• **What is needed**:
Reproduce the lines below from the one that contains "For every instance of the stone temple" through the end, inclusive, and add nothing.

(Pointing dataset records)
——
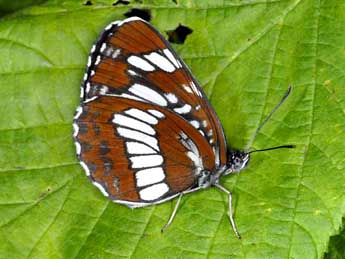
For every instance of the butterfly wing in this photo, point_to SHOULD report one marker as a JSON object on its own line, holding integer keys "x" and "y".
{"x": 132, "y": 59}
{"x": 138, "y": 153}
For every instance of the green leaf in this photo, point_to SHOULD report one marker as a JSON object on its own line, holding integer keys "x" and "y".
{"x": 336, "y": 249}
{"x": 244, "y": 54}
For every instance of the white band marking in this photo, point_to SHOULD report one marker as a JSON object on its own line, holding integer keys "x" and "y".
{"x": 140, "y": 63}
{"x": 148, "y": 94}
{"x": 136, "y": 148}
{"x": 141, "y": 137}
{"x": 154, "y": 192}
{"x": 160, "y": 61}
{"x": 146, "y": 161}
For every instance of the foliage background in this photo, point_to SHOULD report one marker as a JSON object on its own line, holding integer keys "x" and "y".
{"x": 244, "y": 53}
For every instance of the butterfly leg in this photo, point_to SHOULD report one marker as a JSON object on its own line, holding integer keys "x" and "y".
{"x": 231, "y": 216}
{"x": 172, "y": 216}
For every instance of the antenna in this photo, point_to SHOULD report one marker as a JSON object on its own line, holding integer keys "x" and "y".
{"x": 272, "y": 148}
{"x": 266, "y": 119}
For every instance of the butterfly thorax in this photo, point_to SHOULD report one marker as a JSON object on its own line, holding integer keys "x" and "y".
{"x": 237, "y": 161}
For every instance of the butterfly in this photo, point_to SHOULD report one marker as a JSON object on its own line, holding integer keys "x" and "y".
{"x": 145, "y": 132}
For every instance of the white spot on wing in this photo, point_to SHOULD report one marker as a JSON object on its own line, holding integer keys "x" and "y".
{"x": 100, "y": 187}
{"x": 78, "y": 113}
{"x": 160, "y": 61}
{"x": 184, "y": 109}
{"x": 148, "y": 94}
{"x": 76, "y": 129}
{"x": 195, "y": 89}
{"x": 104, "y": 89}
{"x": 187, "y": 88}
{"x": 86, "y": 169}
{"x": 195, "y": 124}
{"x": 156, "y": 113}
{"x": 130, "y": 19}
{"x": 103, "y": 47}
{"x": 146, "y": 161}
{"x": 171, "y": 57}
{"x": 139, "y": 148}
{"x": 116, "y": 53}
{"x": 154, "y": 192}
{"x": 98, "y": 60}
{"x": 140, "y": 63}
{"x": 144, "y": 116}
{"x": 149, "y": 176}
{"x": 77, "y": 147}
{"x": 133, "y": 124}
{"x": 129, "y": 96}
{"x": 141, "y": 137}
{"x": 171, "y": 97}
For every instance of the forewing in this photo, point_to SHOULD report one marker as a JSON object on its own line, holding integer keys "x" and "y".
{"x": 132, "y": 59}
{"x": 138, "y": 153}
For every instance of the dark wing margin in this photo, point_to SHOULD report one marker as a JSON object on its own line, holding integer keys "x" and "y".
{"x": 133, "y": 60}
{"x": 137, "y": 153}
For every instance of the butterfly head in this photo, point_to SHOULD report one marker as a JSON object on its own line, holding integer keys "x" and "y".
{"x": 237, "y": 161}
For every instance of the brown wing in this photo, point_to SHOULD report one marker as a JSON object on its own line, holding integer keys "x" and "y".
{"x": 138, "y": 153}
{"x": 133, "y": 60}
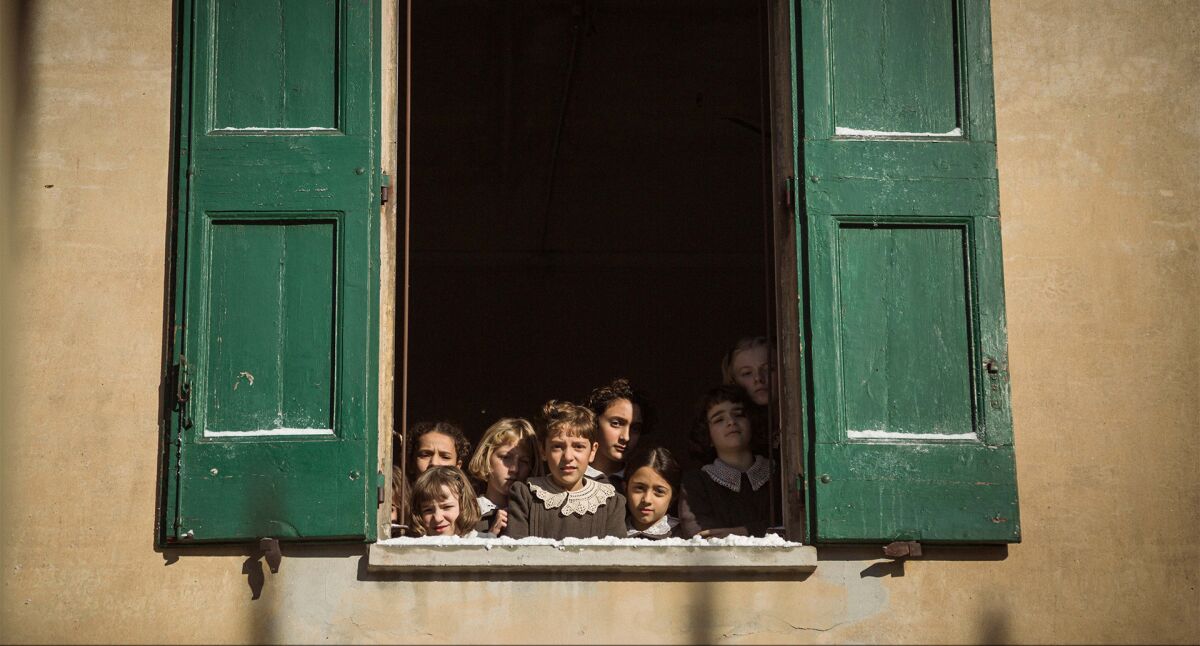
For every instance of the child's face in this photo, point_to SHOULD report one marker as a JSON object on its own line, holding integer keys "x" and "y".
{"x": 439, "y": 515}
{"x": 648, "y": 496}
{"x": 435, "y": 449}
{"x": 509, "y": 464}
{"x": 619, "y": 428}
{"x": 751, "y": 372}
{"x": 729, "y": 428}
{"x": 568, "y": 456}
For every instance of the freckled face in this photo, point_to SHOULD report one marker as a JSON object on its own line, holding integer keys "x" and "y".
{"x": 648, "y": 497}
{"x": 729, "y": 426}
{"x": 568, "y": 456}
{"x": 509, "y": 464}
{"x": 751, "y": 371}
{"x": 619, "y": 428}
{"x": 435, "y": 449}
{"x": 439, "y": 515}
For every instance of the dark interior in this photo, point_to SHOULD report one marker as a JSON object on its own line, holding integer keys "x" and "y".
{"x": 587, "y": 202}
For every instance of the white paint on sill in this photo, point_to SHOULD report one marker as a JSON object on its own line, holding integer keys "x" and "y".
{"x": 855, "y": 132}
{"x": 894, "y": 435}
{"x": 489, "y": 542}
{"x": 263, "y": 432}
{"x": 273, "y": 129}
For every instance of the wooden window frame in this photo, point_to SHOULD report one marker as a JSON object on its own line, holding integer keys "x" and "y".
{"x": 780, "y": 191}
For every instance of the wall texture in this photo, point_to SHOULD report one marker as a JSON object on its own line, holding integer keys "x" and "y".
{"x": 1099, "y": 161}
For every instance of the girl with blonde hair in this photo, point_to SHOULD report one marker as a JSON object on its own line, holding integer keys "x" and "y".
{"x": 505, "y": 455}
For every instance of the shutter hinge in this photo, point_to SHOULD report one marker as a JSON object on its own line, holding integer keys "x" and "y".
{"x": 183, "y": 392}
{"x": 271, "y": 552}
{"x": 903, "y": 549}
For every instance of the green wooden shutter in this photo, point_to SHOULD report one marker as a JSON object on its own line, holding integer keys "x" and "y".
{"x": 276, "y": 263}
{"x": 910, "y": 402}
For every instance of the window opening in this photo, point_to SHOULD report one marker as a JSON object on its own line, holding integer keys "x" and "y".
{"x": 588, "y": 201}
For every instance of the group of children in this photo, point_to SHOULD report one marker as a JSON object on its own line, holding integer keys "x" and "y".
{"x": 579, "y": 473}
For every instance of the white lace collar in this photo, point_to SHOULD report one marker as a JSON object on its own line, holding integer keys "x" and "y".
{"x": 485, "y": 504}
{"x": 586, "y": 500}
{"x": 731, "y": 478}
{"x": 661, "y": 527}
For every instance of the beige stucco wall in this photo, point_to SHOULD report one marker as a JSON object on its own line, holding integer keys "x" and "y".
{"x": 1099, "y": 161}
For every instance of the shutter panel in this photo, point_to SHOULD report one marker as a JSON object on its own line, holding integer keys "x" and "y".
{"x": 912, "y": 431}
{"x": 276, "y": 262}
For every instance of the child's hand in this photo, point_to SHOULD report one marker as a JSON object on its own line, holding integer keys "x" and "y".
{"x": 721, "y": 532}
{"x": 499, "y": 522}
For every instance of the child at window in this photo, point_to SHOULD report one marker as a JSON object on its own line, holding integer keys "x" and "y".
{"x": 504, "y": 456}
{"x": 733, "y": 494}
{"x": 653, "y": 478}
{"x": 748, "y": 365}
{"x": 564, "y": 503}
{"x": 443, "y": 503}
{"x": 618, "y": 412}
{"x": 430, "y": 443}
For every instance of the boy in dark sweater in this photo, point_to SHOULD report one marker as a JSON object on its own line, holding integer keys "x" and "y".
{"x": 733, "y": 494}
{"x": 564, "y": 503}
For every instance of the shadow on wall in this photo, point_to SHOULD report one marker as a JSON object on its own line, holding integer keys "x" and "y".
{"x": 994, "y": 626}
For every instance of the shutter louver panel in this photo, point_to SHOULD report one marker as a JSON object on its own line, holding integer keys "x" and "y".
{"x": 912, "y": 432}
{"x": 277, "y": 261}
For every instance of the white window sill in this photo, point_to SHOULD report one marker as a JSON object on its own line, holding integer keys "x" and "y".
{"x": 641, "y": 556}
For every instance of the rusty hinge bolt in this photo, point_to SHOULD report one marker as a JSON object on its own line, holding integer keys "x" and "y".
{"x": 903, "y": 549}
{"x": 271, "y": 552}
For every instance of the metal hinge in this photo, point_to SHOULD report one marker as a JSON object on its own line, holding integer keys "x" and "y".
{"x": 903, "y": 549}
{"x": 271, "y": 552}
{"x": 183, "y": 392}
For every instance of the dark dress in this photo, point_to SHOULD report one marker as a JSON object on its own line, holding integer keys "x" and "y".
{"x": 544, "y": 509}
{"x": 718, "y": 496}
{"x": 666, "y": 527}
{"x": 486, "y": 518}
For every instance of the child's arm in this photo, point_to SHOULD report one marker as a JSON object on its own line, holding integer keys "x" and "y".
{"x": 696, "y": 512}
{"x": 615, "y": 522}
{"x": 519, "y": 512}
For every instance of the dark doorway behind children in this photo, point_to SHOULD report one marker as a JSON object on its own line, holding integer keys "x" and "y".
{"x": 587, "y": 202}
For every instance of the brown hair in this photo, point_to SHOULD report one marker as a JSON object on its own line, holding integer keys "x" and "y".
{"x": 745, "y": 342}
{"x": 461, "y": 444}
{"x": 563, "y": 417}
{"x": 601, "y": 398}
{"x": 497, "y": 435}
{"x": 701, "y": 440}
{"x": 659, "y": 460}
{"x": 429, "y": 488}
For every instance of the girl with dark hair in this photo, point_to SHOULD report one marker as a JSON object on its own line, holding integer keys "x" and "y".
{"x": 653, "y": 479}
{"x": 732, "y": 495}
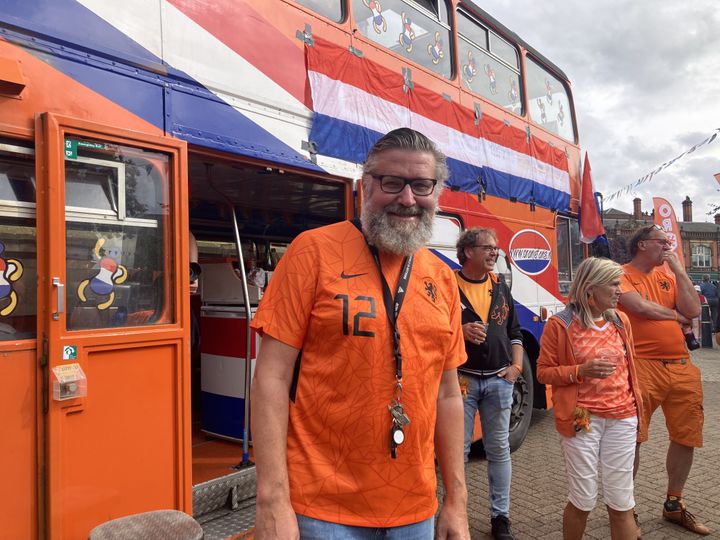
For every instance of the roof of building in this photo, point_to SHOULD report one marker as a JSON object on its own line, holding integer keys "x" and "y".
{"x": 696, "y": 226}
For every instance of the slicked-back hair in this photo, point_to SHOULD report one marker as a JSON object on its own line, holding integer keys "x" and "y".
{"x": 641, "y": 234}
{"x": 470, "y": 237}
{"x": 409, "y": 139}
{"x": 592, "y": 271}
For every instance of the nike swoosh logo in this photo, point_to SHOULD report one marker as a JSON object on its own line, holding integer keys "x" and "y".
{"x": 348, "y": 276}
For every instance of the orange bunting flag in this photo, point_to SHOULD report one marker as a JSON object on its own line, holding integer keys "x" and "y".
{"x": 665, "y": 218}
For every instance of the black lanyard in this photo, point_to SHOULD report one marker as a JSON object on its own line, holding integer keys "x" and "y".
{"x": 393, "y": 305}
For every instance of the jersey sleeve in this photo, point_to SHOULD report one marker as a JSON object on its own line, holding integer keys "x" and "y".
{"x": 626, "y": 283}
{"x": 284, "y": 311}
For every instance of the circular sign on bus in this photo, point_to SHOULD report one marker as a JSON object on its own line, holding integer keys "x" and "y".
{"x": 530, "y": 252}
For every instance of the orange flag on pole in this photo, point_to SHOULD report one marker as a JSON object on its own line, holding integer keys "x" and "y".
{"x": 590, "y": 219}
{"x": 665, "y": 218}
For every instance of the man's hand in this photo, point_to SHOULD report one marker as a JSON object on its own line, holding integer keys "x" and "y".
{"x": 275, "y": 519}
{"x": 510, "y": 373}
{"x": 474, "y": 332}
{"x": 673, "y": 262}
{"x": 452, "y": 522}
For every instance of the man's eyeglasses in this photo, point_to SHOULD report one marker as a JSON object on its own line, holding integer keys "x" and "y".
{"x": 653, "y": 227}
{"x": 421, "y": 187}
{"x": 663, "y": 241}
{"x": 488, "y": 248}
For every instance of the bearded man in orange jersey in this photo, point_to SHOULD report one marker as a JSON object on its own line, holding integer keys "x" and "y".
{"x": 657, "y": 304}
{"x": 356, "y": 389}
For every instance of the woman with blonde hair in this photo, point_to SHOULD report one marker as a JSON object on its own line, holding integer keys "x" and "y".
{"x": 586, "y": 354}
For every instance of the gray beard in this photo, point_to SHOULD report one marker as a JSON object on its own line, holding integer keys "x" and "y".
{"x": 398, "y": 238}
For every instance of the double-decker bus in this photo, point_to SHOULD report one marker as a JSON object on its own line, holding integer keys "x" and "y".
{"x": 125, "y": 126}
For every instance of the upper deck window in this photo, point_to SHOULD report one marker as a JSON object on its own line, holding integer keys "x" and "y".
{"x": 416, "y": 29}
{"x": 489, "y": 65}
{"x": 548, "y": 101}
{"x": 332, "y": 9}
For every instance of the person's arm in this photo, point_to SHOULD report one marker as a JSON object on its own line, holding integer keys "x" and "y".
{"x": 687, "y": 301}
{"x": 514, "y": 333}
{"x": 635, "y": 304}
{"x": 270, "y": 398}
{"x": 549, "y": 368}
{"x": 449, "y": 440}
{"x": 514, "y": 370}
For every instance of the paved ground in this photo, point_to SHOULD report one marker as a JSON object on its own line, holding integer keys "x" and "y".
{"x": 539, "y": 492}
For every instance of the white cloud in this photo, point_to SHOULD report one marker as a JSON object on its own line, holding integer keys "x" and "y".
{"x": 645, "y": 77}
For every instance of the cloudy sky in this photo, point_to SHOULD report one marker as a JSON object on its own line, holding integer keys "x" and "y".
{"x": 645, "y": 76}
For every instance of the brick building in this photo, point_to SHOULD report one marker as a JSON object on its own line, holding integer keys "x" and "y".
{"x": 700, "y": 240}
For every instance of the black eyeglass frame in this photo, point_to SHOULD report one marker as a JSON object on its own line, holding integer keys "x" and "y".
{"x": 487, "y": 247}
{"x": 406, "y": 182}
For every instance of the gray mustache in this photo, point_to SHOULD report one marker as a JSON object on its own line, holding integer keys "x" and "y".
{"x": 405, "y": 210}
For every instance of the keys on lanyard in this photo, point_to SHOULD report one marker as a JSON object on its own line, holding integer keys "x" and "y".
{"x": 399, "y": 421}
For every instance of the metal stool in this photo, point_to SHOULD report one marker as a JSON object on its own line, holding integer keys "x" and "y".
{"x": 157, "y": 525}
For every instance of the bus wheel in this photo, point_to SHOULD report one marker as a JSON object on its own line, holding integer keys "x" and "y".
{"x": 521, "y": 412}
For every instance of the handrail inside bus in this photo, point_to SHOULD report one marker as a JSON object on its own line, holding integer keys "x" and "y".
{"x": 248, "y": 317}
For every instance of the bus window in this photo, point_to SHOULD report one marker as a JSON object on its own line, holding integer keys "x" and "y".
{"x": 117, "y": 201}
{"x": 332, "y": 9}
{"x": 570, "y": 251}
{"x": 489, "y": 65}
{"x": 18, "y": 259}
{"x": 418, "y": 30}
{"x": 548, "y": 101}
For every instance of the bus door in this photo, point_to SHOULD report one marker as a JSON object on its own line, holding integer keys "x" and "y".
{"x": 113, "y": 329}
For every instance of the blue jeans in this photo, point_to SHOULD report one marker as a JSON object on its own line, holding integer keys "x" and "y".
{"x": 315, "y": 529}
{"x": 492, "y": 396}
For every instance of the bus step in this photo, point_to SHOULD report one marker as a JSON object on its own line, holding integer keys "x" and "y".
{"x": 226, "y": 493}
{"x": 227, "y": 524}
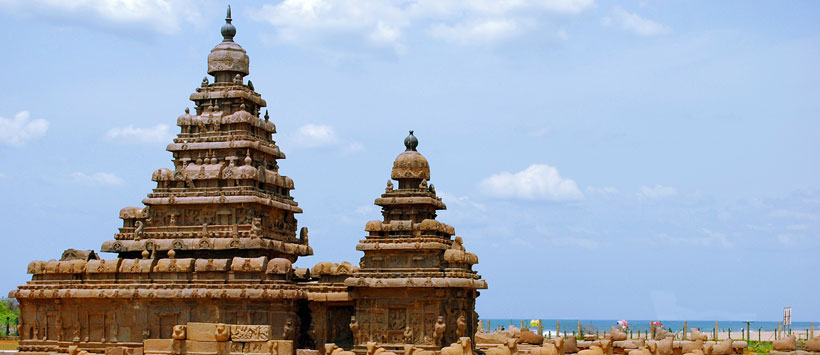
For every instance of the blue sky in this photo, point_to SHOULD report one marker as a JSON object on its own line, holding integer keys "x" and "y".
{"x": 627, "y": 159}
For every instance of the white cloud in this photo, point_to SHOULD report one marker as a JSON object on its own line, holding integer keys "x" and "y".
{"x": 98, "y": 178}
{"x": 537, "y": 182}
{"x": 383, "y": 23}
{"x": 634, "y": 23}
{"x": 155, "y": 16}
{"x": 130, "y": 134}
{"x": 17, "y": 131}
{"x": 656, "y": 192}
{"x": 483, "y": 31}
{"x": 315, "y": 136}
{"x": 706, "y": 238}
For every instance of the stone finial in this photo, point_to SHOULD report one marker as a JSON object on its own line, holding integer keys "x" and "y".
{"x": 411, "y": 142}
{"x": 228, "y": 30}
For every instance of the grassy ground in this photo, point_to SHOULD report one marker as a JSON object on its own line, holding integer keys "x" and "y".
{"x": 759, "y": 347}
{"x": 8, "y": 344}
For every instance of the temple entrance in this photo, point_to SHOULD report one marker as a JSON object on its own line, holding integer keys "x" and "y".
{"x": 338, "y": 326}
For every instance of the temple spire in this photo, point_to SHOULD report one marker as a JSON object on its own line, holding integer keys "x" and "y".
{"x": 411, "y": 142}
{"x": 228, "y": 30}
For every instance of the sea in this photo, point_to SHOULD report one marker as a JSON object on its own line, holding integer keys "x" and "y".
{"x": 601, "y": 325}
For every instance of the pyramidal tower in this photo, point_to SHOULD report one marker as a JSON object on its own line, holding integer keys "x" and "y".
{"x": 205, "y": 266}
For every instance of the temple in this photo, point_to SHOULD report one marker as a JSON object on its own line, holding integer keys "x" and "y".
{"x": 206, "y": 265}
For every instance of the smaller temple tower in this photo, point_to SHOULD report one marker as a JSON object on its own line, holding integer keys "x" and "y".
{"x": 416, "y": 284}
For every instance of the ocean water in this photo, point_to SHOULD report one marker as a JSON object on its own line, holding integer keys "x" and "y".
{"x": 602, "y": 325}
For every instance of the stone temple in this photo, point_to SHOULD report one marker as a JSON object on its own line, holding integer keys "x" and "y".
{"x": 206, "y": 266}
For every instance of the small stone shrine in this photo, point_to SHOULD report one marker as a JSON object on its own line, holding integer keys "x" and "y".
{"x": 206, "y": 266}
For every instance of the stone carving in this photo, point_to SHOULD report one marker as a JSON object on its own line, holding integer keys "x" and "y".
{"x": 354, "y": 329}
{"x": 408, "y": 335}
{"x": 374, "y": 349}
{"x": 223, "y": 332}
{"x": 461, "y": 325}
{"x": 438, "y": 330}
{"x": 463, "y": 347}
{"x": 287, "y": 331}
{"x": 510, "y": 347}
{"x": 179, "y": 332}
{"x": 226, "y": 210}
{"x": 247, "y": 333}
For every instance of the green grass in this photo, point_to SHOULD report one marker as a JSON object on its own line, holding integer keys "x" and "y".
{"x": 759, "y": 347}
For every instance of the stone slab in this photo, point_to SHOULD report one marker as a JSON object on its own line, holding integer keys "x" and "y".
{"x": 247, "y": 333}
{"x": 194, "y": 347}
{"x": 158, "y": 346}
{"x": 256, "y": 347}
{"x": 284, "y": 347}
{"x": 204, "y": 331}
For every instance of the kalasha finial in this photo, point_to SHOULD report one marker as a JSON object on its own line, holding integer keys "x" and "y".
{"x": 228, "y": 31}
{"x": 411, "y": 142}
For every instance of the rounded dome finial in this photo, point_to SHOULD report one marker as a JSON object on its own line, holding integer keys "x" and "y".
{"x": 411, "y": 142}
{"x": 228, "y": 30}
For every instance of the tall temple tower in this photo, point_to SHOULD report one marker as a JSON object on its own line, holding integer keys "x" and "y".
{"x": 416, "y": 284}
{"x": 214, "y": 245}
{"x": 224, "y": 197}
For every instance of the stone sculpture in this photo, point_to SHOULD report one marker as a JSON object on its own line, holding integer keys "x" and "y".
{"x": 616, "y": 334}
{"x": 408, "y": 335}
{"x": 691, "y": 346}
{"x": 696, "y": 334}
{"x": 463, "y": 347}
{"x": 545, "y": 349}
{"x": 528, "y": 337}
{"x": 438, "y": 330}
{"x": 461, "y": 325}
{"x": 216, "y": 240}
{"x": 725, "y": 348}
{"x": 332, "y": 349}
{"x": 604, "y": 349}
{"x": 510, "y": 347}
——
• **Written answer**:
For every instance of the stone temple in this photo, point_to SHOULD report one marker as a JSON object on its own line, holding integer keys "x" and "y".
{"x": 206, "y": 266}
For every instance of the small stone shrine in this photo, point_to SHOULD report one marker as a JSON object on its own line, holding integer keys "x" and "y".
{"x": 206, "y": 266}
For every instance of the stone carving in this photo, point_to SHOULD report one marker as a JSON object on its own line, holding integer keys "x" and "y".
{"x": 354, "y": 329}
{"x": 408, "y": 335}
{"x": 374, "y": 349}
{"x": 223, "y": 332}
{"x": 461, "y": 325}
{"x": 438, "y": 330}
{"x": 463, "y": 347}
{"x": 287, "y": 331}
{"x": 510, "y": 347}
{"x": 179, "y": 332}
{"x": 226, "y": 210}
{"x": 247, "y": 333}
For every instance of the green grass in this photo, point_to SHOULD report one marker as a JSON object on its own line, holding integer keys "x" and "y".
{"x": 759, "y": 347}
For every instance of the stone slab in this photo, point_to SHOULD report one marker as a JSON object on its own line, holding integer keys "x" and "y".
{"x": 247, "y": 333}
{"x": 194, "y": 347}
{"x": 158, "y": 346}
{"x": 256, "y": 347}
{"x": 284, "y": 347}
{"x": 204, "y": 331}
For every instance of the kalasha finial in this photo, point_to SHOULD report one marker as a JSON object on its own line, holding integer keys "x" and "y".
{"x": 228, "y": 31}
{"x": 411, "y": 142}
For every instance of the rounded dome finial in this photo, point_to SHOULD report one marker as a JSON object on its own line, holding integer keys "x" and "y".
{"x": 411, "y": 142}
{"x": 228, "y": 30}
For every instance of the tall temple tower in this photo, point_to SHOULD report one marker as a JSON object on its own line, holding integer keys "x" and "y".
{"x": 416, "y": 284}
{"x": 214, "y": 245}
{"x": 224, "y": 197}
For every instance of the stone sculpture in this photo, point_to SHOULD report one marker as a JSON object on its own line, holding integer keys "x" and "y".
{"x": 616, "y": 334}
{"x": 408, "y": 335}
{"x": 691, "y": 346}
{"x": 696, "y": 334}
{"x": 463, "y": 347}
{"x": 545, "y": 349}
{"x": 528, "y": 337}
{"x": 438, "y": 330}
{"x": 461, "y": 325}
{"x": 216, "y": 240}
{"x": 725, "y": 348}
{"x": 332, "y": 349}
{"x": 604, "y": 349}
{"x": 510, "y": 347}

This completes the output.